Exercise requirements:
Rewrite everything from "C being defense-dominant" down to "bad policy response." in the text on the AI offense–defense balance, swapping "defense-dominant" for "defense-favoring" each time it appears.

Provided text:
Widespread access to defense-dominant technologies can still increase risk.
Or otherwise be suboptimal policy.
A hot topic in the current AI policy discourse is the offense–defense balance of specific AI models or capabilities.1 While there are many definitions of the offense–defense balance,2 it generally refers to “the relative ease of carrying out and defending against attacks,”3 often as measured by the ratio of resources between defenders and attackers.4
For the purposes of this post, we can borrow from Garfinkel & Dafoe (2019) and define the offense–defense balance of some AI capability C as “the ratio of the defender’s investment to the minimum offensive investment that would allow the attacker to secure some expected level of success,”5 when both the attacker and the defender have access to C. We can say that C is defense-dominant if, once both attacker and defender gain access to C, the defender needs to invest fewer resources to successfully defend against an attacker with a constant investment level (relative to the amount the defender would have needed to invest before both had access to C).
The reason the concept has relevance to AI is the debate over how widely accessible certain AI systems ought to be, whether in the form of ability to use systems with C or direct access to the weights of some model M that has capability C.6 If C is defense-dominant, by definition defenders with C will need to invest less to defend against attackers with access to C.
It is therefore tempting to conclude that, if C is defense-dominant, we should, as a policy matter, encourage widespread access to it.
C being defense-dominant is a very good pro tanto reason7 to enable widespread access to C. In many—perhaps most—cases where C is defense-dominant, it will make sense as a policy matter to allow, encourage, or perhaps even require widespread access to C.8
But I also think that there theoretically could be circumstances in which:
C is defense-dominant, but
Widespread access to C would overall increase risk, or otherwise be a bad policy response.
Thus, before allowing/encouraging/requiring widespread access to C, policymakers may wish to consider the following points, in addition to the offense–defense balance.

Data for review:
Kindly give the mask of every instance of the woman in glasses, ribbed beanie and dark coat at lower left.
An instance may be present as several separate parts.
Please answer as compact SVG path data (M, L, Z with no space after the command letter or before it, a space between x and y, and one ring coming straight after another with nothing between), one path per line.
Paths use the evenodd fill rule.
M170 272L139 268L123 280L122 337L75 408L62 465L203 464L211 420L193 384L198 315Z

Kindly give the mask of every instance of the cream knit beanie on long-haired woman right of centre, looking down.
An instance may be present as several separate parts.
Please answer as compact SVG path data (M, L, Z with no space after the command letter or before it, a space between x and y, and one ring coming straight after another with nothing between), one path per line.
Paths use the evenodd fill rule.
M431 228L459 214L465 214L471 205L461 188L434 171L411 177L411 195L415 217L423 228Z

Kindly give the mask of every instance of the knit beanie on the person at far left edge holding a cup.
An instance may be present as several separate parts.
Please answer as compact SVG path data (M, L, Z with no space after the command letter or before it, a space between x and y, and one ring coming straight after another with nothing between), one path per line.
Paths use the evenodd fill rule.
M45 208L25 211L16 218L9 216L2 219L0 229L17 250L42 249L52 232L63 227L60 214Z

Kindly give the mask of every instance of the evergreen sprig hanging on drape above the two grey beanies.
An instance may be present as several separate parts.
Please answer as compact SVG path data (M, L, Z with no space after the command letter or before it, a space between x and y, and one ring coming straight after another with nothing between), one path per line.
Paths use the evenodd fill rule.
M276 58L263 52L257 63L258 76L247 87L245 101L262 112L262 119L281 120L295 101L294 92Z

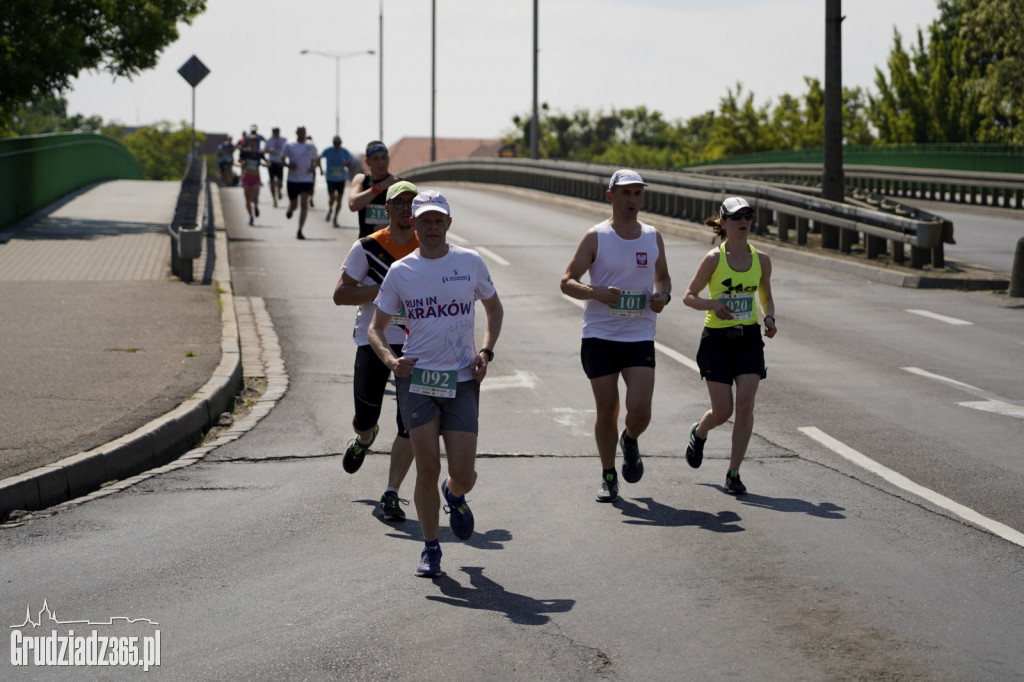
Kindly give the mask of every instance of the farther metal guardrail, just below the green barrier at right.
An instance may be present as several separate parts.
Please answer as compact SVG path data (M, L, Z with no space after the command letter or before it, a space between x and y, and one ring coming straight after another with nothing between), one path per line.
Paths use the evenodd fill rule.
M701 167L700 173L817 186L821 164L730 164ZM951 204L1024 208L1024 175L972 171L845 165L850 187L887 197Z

---

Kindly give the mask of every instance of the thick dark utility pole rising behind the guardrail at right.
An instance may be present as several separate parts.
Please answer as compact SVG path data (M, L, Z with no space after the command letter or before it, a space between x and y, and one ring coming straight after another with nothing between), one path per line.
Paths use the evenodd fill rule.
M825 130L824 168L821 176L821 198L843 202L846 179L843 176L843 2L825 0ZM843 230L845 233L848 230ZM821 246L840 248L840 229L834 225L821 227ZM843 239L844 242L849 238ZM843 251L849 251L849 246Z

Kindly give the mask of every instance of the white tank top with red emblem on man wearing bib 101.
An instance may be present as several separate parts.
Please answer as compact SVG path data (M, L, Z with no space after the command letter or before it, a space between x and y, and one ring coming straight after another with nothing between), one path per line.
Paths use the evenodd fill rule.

Answer for the task:
C being defense-favoring is a very good pro tanto reason7 to enable widespread access to C. In many—perhaps most—cases where C is defense-favoring, it will make sense as a policy matter to allow, encourage, or perhaps even require widespread access to C.8
But I also think that there theoretically could be circumstances in which:
C is defense-favoring, but
Widespread access to C would overall increase risk, or otherwise be a bad policy response.